# [WORK INSTRUCTIONS]
Return every record exactly. Omit nothing.

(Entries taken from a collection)
----

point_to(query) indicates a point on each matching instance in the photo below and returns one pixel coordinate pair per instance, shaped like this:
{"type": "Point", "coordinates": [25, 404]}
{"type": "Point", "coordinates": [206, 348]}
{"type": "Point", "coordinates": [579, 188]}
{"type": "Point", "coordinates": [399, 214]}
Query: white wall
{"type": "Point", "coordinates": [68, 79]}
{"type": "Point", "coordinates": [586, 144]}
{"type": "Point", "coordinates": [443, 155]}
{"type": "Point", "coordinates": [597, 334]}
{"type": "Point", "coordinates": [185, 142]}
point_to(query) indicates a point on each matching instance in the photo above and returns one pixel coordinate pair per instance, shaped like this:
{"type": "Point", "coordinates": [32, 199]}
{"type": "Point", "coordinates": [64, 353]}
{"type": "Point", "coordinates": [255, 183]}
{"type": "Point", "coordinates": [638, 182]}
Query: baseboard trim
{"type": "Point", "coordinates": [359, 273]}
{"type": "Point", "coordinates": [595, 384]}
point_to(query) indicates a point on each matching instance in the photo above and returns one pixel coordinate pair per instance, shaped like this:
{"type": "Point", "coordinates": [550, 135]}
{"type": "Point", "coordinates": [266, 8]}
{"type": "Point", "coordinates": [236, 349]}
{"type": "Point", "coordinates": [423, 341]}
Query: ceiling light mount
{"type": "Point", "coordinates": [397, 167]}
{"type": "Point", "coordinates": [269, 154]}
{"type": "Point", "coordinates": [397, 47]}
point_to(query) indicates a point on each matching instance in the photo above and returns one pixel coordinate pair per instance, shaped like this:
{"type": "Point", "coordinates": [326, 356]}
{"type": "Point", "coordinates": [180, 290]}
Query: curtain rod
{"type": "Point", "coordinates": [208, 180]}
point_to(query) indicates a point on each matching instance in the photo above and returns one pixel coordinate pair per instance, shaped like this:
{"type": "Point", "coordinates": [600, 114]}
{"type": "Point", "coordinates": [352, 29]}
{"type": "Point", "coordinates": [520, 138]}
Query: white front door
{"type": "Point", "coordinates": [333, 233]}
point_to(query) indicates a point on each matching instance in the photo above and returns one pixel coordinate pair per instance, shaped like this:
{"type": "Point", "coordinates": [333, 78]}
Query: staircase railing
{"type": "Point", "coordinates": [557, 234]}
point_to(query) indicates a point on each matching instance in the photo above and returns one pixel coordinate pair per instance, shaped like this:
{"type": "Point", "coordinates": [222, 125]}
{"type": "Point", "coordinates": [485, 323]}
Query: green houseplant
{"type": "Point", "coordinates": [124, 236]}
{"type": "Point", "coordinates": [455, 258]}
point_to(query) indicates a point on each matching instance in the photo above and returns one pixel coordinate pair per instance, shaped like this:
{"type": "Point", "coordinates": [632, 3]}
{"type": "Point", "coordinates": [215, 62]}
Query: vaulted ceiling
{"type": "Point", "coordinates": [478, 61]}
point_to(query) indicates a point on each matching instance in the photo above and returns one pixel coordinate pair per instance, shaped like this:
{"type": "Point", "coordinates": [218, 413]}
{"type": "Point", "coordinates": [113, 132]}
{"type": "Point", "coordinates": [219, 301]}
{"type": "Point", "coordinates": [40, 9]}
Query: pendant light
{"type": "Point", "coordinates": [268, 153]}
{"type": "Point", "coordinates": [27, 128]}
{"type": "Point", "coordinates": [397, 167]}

----

# [SOLUTION FOR THIS TASK]
point_to(query) indicates a point on each matching instance in the photo below and returns one pixel coordinate pair per instance, shaped like this:
{"type": "Point", "coordinates": [25, 404]}
{"type": "Point", "coordinates": [206, 348]}
{"type": "Point", "coordinates": [579, 188]}
{"type": "Point", "coordinates": [399, 214]}
Query: white wall
{"type": "Point", "coordinates": [68, 79]}
{"type": "Point", "coordinates": [586, 144]}
{"type": "Point", "coordinates": [443, 155]}
{"type": "Point", "coordinates": [597, 334]}
{"type": "Point", "coordinates": [185, 142]}
point_to(query) indicates a point on each matching instance in the photo above and returns one pixel coordinate pair per instance, shaped like this:
{"type": "Point", "coordinates": [32, 199]}
{"type": "Point", "coordinates": [64, 353]}
{"type": "Point", "coordinates": [255, 183]}
{"type": "Point", "coordinates": [638, 182]}
Query: baseboard trim
{"type": "Point", "coordinates": [359, 273]}
{"type": "Point", "coordinates": [595, 384]}
point_to(query) indicates a point on each matching instance in the photo above and returns one pixel coordinate pair per instance, shaped like this:
{"type": "Point", "coordinates": [550, 135]}
{"type": "Point", "coordinates": [266, 8]}
{"type": "Point", "coordinates": [236, 349]}
{"type": "Point", "coordinates": [423, 341]}
Query: ceiling light mount
{"type": "Point", "coordinates": [397, 167]}
{"type": "Point", "coordinates": [269, 154]}
{"type": "Point", "coordinates": [397, 47]}
point_to(query) indicates a point on each matching instance in the photo above and returns one pixel coordinate pair per instance, shaped like this:
{"type": "Point", "coordinates": [326, 356]}
{"type": "Point", "coordinates": [180, 290]}
Query: curtain rod
{"type": "Point", "coordinates": [208, 180]}
point_to(query) indicates a point on each matching instance in the photo above and returns one pixel coordinate pair per instance, shaped like this:
{"type": "Point", "coordinates": [600, 114]}
{"type": "Point", "coordinates": [352, 29]}
{"type": "Point", "coordinates": [520, 138]}
Query: white front door
{"type": "Point", "coordinates": [333, 233]}
point_to(query) indicates a point on each matching instance in the photo above and returns one pixel coordinate pair per instance, shaped like this:
{"type": "Point", "coordinates": [333, 78]}
Query: staircase railing
{"type": "Point", "coordinates": [557, 234]}
point_to(query) indicates a point on each matching instance in the photo above and returns one pixel coordinate pair per instance, shaped like this:
{"type": "Point", "coordinates": [222, 125]}
{"type": "Point", "coordinates": [485, 323]}
Query: green houseplant
{"type": "Point", "coordinates": [124, 236]}
{"type": "Point", "coordinates": [455, 258]}
point_to(query) indicates a point on each matching instance in the photo above and returns one pixel coordinate pair per instance, shaped like this:
{"type": "Point", "coordinates": [632, 3]}
{"type": "Point", "coordinates": [215, 62]}
Query: vaulted ceiling
{"type": "Point", "coordinates": [478, 61]}
point_to(query) indicates a point on each matching instance in the photo above and returns one pixel coordinate pair per instance, shaped like this:
{"type": "Point", "coordinates": [218, 413]}
{"type": "Point", "coordinates": [113, 132]}
{"type": "Point", "coordinates": [219, 301]}
{"type": "Point", "coordinates": [40, 9]}
Query: pendant light
{"type": "Point", "coordinates": [268, 153]}
{"type": "Point", "coordinates": [27, 128]}
{"type": "Point", "coordinates": [397, 167]}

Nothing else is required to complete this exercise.